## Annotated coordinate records
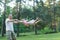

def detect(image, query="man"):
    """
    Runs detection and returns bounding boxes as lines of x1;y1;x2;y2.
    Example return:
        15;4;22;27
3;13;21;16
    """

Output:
5;14;18;40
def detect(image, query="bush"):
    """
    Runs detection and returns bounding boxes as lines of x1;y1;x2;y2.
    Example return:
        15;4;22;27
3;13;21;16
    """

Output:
40;27;53;34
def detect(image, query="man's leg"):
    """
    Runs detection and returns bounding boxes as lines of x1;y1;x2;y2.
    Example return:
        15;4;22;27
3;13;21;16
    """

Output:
11;32;16;40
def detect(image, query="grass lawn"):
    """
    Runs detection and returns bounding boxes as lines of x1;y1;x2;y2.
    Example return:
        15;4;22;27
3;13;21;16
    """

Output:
0;33;60;40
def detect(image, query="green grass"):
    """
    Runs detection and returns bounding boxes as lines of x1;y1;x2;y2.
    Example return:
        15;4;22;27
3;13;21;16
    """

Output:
0;33;60;40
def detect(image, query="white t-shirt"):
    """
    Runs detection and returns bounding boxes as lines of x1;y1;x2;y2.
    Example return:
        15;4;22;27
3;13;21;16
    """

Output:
5;18;14;31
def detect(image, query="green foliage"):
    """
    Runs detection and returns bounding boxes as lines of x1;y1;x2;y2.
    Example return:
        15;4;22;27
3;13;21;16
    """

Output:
40;27;53;34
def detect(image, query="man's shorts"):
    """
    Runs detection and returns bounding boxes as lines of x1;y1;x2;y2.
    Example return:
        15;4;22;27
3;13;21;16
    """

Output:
6;31;16;40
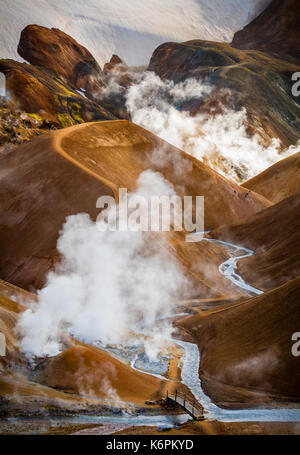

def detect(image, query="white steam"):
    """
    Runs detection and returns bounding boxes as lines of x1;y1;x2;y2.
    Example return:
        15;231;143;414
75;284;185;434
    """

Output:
125;72;300;182
18;171;186;359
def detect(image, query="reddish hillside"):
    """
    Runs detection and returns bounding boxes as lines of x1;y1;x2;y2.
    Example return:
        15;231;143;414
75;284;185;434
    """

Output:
210;193;300;290
0;121;270;295
242;153;300;202
39;345;164;405
180;277;300;407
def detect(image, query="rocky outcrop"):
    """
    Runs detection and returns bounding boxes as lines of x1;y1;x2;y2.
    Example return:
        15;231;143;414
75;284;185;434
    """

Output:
103;54;127;73
18;25;104;99
231;0;300;64
148;40;300;146
0;100;55;152
0;60;115;127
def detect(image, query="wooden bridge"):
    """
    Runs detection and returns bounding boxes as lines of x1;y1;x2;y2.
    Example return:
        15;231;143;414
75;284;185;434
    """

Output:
165;390;205;421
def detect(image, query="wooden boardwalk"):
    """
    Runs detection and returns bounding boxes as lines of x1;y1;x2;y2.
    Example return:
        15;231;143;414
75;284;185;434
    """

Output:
166;390;204;421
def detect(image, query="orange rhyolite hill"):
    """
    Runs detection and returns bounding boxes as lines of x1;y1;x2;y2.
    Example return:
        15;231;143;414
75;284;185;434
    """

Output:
0;121;271;295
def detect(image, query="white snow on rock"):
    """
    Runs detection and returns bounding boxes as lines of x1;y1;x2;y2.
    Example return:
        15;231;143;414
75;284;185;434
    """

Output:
0;0;270;65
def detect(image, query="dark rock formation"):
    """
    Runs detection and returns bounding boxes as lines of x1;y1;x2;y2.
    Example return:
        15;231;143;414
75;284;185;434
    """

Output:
103;54;127;73
0;60;115;127
231;0;300;63
18;25;104;99
148;40;300;145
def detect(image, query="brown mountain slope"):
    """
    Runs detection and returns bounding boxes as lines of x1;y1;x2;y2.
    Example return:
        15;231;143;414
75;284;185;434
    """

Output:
242;153;300;203
180;277;300;407
0;121;270;295
231;0;300;63
209;193;300;290
39;345;164;405
0;281;164;415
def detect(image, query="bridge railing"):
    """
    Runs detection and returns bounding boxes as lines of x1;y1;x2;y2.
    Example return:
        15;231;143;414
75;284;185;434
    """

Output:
166;390;204;415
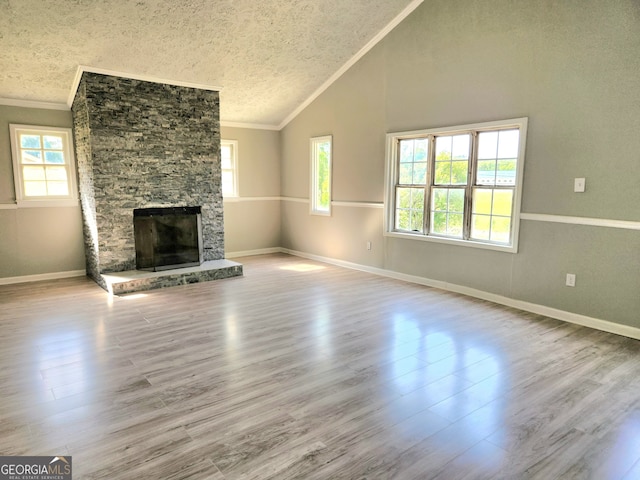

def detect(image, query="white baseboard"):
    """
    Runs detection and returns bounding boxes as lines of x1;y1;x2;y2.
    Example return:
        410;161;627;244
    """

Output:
280;248;640;340
224;247;282;258
0;270;87;285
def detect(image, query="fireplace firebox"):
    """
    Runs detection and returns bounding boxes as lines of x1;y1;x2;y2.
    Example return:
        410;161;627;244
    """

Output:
133;207;203;272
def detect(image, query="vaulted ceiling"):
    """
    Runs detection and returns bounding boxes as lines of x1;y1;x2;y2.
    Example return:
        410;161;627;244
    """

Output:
0;0;422;126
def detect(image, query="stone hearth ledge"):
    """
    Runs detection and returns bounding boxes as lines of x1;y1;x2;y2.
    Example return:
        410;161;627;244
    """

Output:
101;259;243;295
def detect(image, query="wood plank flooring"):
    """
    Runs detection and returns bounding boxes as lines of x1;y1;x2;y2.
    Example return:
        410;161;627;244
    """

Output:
0;255;640;480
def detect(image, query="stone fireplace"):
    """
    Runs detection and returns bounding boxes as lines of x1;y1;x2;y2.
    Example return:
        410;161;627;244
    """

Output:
72;72;242;288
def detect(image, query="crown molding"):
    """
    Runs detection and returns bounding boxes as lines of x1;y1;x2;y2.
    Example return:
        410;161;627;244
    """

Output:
67;65;222;108
278;0;424;130
220;120;280;130
0;98;69;111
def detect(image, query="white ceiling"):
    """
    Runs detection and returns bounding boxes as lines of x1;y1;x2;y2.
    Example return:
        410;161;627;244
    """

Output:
0;0;422;126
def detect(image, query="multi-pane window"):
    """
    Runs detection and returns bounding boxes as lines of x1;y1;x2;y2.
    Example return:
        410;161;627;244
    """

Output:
310;135;332;215
220;140;238;197
386;118;527;251
10;125;77;202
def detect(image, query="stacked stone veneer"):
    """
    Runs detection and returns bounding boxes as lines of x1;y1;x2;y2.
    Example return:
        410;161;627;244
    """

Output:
72;72;224;287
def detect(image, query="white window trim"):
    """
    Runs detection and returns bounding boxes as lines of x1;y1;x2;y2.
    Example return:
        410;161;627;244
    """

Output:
220;140;240;199
9;123;78;208
384;117;528;253
309;135;333;217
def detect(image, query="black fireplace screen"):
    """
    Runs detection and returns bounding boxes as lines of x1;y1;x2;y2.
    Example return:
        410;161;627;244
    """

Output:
133;207;203;272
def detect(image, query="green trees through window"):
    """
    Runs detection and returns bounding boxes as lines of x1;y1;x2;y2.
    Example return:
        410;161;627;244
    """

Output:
311;135;332;215
387;118;526;251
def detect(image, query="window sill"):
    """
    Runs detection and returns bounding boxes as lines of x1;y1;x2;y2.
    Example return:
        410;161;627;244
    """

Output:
384;232;518;253
309;210;331;217
16;198;80;208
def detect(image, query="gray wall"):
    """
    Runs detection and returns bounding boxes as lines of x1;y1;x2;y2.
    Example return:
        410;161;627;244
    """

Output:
220;126;280;255
0;105;84;279
282;0;640;327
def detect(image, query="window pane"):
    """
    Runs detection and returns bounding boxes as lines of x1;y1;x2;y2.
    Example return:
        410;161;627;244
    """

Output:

## Exercise
Can you write out all of the lines above exactly as they appear, leaving out the pictures?

## Expected answer
def detect(image, query="man"):
    """
    Runs detection and returns bounding boxes as lines of x1;y1;x2;y2.
    Example return:
        15;4;22;27
3;13;21;16
    """

Output:
5;14;18;40
def detect(image, query="bush"):
    """
    Runs detection and returns bounding boxes as lines of x1;y1;x2;y2.
    Example return:
        15;4;22;27
3;13;21;16
    """

Output:
40;27;53;34
def detect(image, query="man's leg"):
    """
    Runs detection and returns bounding boxes as lines of x1;y1;x2;y2.
    Example return:
        15;4;22;27
3;13;21;16
    """

Output:
11;32;16;40
def detect(image, query="grass lawn"):
    """
    Runs detection and returns bounding boxes as lines of x1;y1;x2;y2.
    Example return:
        15;4;22;27
3;13;21;16
    """

Output:
0;33;60;40
def detect(image, query="green grass"):
    """
    Runs detection and returns bounding boxes as lines of x1;y1;x2;y2.
    Example return:
        15;4;22;27
3;13;21;16
    """

Output:
0;33;60;40
def detect(image, query="white t-shirt"):
    """
    Runs detection and returns bounding boxes as lines of x1;y1;x2;y2.
    Example return:
        15;4;22;27
3;13;21;16
    """

Output:
5;18;14;31
def detect(image, query="green foliage"):
    """
    Runs detection and returns bounding boxes as lines of x1;y1;x2;y2.
    Example return:
        15;4;22;27
3;13;21;16
    """

Output:
40;27;53;34
def detect(image, query="man's shorts"):
    """
    Runs detection and returns bounding boxes as lines of x1;y1;x2;y2.
    Example return:
        15;4;22;27
3;13;21;16
    """

Output:
6;31;16;40

def detect(image, query="white steam"):
    """
    Runs detection and returns bounding boxes as lines of x1;y1;x2;y2.
    Example return:
        15;231;143;414
75;284;185;434
    """

Output:
125;72;300;182
18;171;186;359
def detect(image, query="reddish hillside"):
    """
    Runs detection and returns bounding boxes as lines of x1;y1;x2;y2.
    Example return:
        15;231;143;414
75;284;185;434
    """

Output:
210;193;300;290
0;121;270;295
242;153;300;202
39;345;164;405
180;277;300;407
def detect(image, query="rocky outcrop"):
    """
    Runs detection and returns bounding boxes as lines of x1;y1;x2;y2.
    Example return:
        15;231;143;414
75;284;185;434
    """

Output:
103;54;127;73
18;25;104;99
231;0;300;64
148;40;300;146
0;100;55;152
0;60;115;127
def detect(image, query="wooden bridge"):
    """
    Runs detection and returns bounding boxes as lines of x1;y1;x2;y2.
    Example return:
        15;231;143;414
75;284;185;434
    """

Output:
165;390;205;421
def detect(image, query="wooden boardwalk"):
    """
    Runs detection and returns bounding boxes as lines of x1;y1;x2;y2.
    Example return:
        15;231;143;414
75;284;185;434
    """

Output:
166;390;204;421
def detect(image, query="orange rhyolite hill"):
    """
    Runs detection and returns bounding boxes as lines of x1;y1;x2;y2.
    Example return:
        15;231;143;414
75;284;185;434
    """

Output:
0;121;271;295
def detect(image, query="white snow on rock"):
    """
    Runs detection and returns bounding boxes as lines of x1;y1;x2;y2.
    Example return:
        15;231;143;414
75;284;185;434
    """

Output:
0;0;270;65
def detect(image, query="dark rock formation"):
    """
    Runs detection and returns bounding boxes as lines of x1;y1;x2;y2.
    Example return:
        15;231;143;414
75;284;185;434
    """

Output:
103;54;127;73
0;60;115;127
231;0;300;63
18;25;104;99
148;40;300;145
def detect(image, query="brown mountain slope"):
    """
    Runs detection and returns bounding boxes as lines of x1;y1;x2;y2.
    Example return:
        15;231;143;414
75;284;185;434
    """

Output:
242;153;300;203
180;277;300;407
0;121;270;295
231;0;300;63
209;193;300;290
39;345;164;405
0;281;164;415
def detect(image, query="bridge railing"):
    """
    Runs detection and returns bounding boxes as lines of x1;y1;x2;y2.
    Example return:
        15;231;143;414
75;284;185;434
    """

Output:
166;390;204;415

def detect(image, query="white baseboard"):
    """
    Runs detection and returns bounding boxes as lines of x1;y1;x2;y2.
    Example return:
        410;161;627;244
    """

Output:
280;248;640;340
224;247;282;258
0;270;87;285
def detect(image, query="fireplace firebox"):
    """
    Runs detection and returns bounding boxes as lines of x1;y1;x2;y2.
    Example return:
        410;161;627;244
    """

Output:
133;207;203;272
def detect(image, query="vaulted ceiling"):
    """
    Runs detection and returns bounding boxes as lines of x1;y1;x2;y2.
    Example return:
        410;161;627;244
    """

Output:
0;0;422;126
def detect(image, query="stone hearth ledge"):
    """
    Runs detection and returns bounding boxes as lines of x1;y1;x2;y2.
    Example return:
        410;161;627;244
    """

Output:
101;259;243;295
def detect(image, query="wood plank flooring"):
    """
    Runs detection and returns bounding boxes as lines of x1;y1;x2;y2.
    Example return:
        410;161;627;244
    """

Output:
0;255;640;480
def detect(image, query="stone fireplace"):
    """
    Runs detection and returns bounding boxes as lines of x1;y1;x2;y2.
    Example return:
        410;161;627;244
    """

Output:
72;72;242;288
def detect(image, query="crown molding"):
    """
    Runs detection and returns bounding boxes as lines of x1;y1;x2;y2.
    Example return:
        410;161;627;244
    """

Output:
67;65;222;108
278;0;424;130
220;120;280;130
0;98;69;111
def detect(image, query="white ceiling"):
    """
    Runs detection and returns bounding boxes as lines of x1;y1;x2;y2.
    Example return:
        410;161;627;244
    """

Output:
0;0;422;126
def detect(image, query="multi-pane window"):
    """
    Runs detection and returns bounding boxes as lines of x1;y1;x2;y2.
    Example return:
        410;161;627;244
    """

Output:
310;135;332;215
220;140;238;197
386;118;527;251
10;125;77;202
def detect(image, query="stacked stone veneer"):
    """
    Runs detection and returns bounding boxes as lines of x1;y1;x2;y2.
    Example return:
        410;161;627;244
    """

Output:
72;72;224;287
def detect(image, query="white window trim"):
    """
    Runs detection and returns bounding boxes as lines of x1;y1;x2;y2.
    Example return:
        410;161;627;244
    """

Output:
220;140;240;199
9;123;78;208
384;117;528;253
309;135;333;217
def detect(image, query="black fireplace screen"):
    """
    Runs detection and returns bounding boxes as lines of x1;y1;x2;y2.
    Example return:
        410;161;627;244
    """

Output:
133;207;203;272
def detect(image, query="green trees through window"):
    """
    Runs detection and returns bounding boxes as lines of x1;y1;x2;y2.
    Example return:
        410;161;627;244
    """

Output:
311;135;332;215
387;118;526;251
def detect(image, query="window sill"):
    """
    Runs detection and returns bounding boxes as lines of x1;y1;x2;y2.
    Example return:
        410;161;627;244
    """

Output:
384;232;518;253
309;210;331;217
16;198;80;208
def detect(image, query="gray wall"):
    """
    Runs detection and returns bounding boxes as lines of x1;y1;x2;y2.
    Example return:
        410;161;627;244
    """

Output:
220;126;280;255
0;105;84;279
282;0;640;327
def detect(image, query="window pane"):
    """
    Runs detection and returns bounding boxes as lines of x1;y1;x2;y2.
    Example return:
        410;161;627;244
    """

Output:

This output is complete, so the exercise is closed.